Supplied entries section start
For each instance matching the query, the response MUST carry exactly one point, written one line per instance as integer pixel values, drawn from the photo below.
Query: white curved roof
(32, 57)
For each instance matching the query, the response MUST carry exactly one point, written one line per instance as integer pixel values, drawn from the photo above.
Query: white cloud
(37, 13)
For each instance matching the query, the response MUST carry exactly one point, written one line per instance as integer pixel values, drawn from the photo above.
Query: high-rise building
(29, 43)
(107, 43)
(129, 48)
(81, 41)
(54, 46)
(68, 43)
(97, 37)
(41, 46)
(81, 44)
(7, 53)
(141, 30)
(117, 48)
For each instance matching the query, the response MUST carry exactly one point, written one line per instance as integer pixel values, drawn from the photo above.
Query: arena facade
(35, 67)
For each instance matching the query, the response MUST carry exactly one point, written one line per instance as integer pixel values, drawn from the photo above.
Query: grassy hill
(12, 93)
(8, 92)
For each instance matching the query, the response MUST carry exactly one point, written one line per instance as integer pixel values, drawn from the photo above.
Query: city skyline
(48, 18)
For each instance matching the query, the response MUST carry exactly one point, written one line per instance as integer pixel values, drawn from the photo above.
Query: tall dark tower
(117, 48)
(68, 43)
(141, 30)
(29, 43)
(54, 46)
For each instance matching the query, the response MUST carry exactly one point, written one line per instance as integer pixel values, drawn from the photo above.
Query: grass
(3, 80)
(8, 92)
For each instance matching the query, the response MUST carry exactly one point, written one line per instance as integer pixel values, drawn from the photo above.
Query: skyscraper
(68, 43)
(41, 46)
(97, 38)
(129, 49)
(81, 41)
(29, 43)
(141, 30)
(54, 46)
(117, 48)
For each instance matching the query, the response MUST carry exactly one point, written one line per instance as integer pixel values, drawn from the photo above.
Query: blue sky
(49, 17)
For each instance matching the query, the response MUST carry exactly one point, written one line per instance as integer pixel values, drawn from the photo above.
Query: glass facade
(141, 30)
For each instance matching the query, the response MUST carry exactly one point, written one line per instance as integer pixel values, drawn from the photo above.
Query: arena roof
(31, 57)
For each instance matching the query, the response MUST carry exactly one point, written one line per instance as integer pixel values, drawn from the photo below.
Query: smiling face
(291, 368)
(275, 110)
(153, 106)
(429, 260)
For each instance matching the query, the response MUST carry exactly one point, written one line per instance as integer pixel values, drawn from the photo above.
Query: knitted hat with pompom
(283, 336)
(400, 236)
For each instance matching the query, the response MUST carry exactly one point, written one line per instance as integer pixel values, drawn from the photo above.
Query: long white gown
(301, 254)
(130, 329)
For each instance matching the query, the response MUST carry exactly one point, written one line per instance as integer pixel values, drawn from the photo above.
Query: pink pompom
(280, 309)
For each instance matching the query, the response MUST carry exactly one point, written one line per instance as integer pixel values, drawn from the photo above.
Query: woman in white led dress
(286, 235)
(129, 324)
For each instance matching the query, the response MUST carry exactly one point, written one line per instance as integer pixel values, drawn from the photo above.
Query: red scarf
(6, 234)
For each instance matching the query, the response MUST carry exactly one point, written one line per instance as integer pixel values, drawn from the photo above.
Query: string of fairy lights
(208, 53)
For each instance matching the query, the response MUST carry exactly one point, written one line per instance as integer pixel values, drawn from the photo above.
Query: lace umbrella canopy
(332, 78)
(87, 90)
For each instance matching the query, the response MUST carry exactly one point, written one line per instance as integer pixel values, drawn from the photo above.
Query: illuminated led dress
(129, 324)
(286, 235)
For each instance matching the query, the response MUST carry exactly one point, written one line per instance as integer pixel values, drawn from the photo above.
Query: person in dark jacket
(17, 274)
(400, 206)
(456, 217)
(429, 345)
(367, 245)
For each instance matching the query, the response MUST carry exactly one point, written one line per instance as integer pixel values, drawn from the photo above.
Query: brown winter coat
Supplied entries section end
__Instructions for the task__: What are the lines from the one with "Query: person in dark jacket" through the last line of the records above? Quote them exactly and add nothing.

__Result of the exercise__:
Query: person in dark jacket
(17, 274)
(400, 206)
(456, 217)
(429, 345)
(367, 245)
For each instance matching the query, the response MUST carry exactly one point, written one line per instance as integer pixel values, drawn from the photo above.
Query: brown winter coat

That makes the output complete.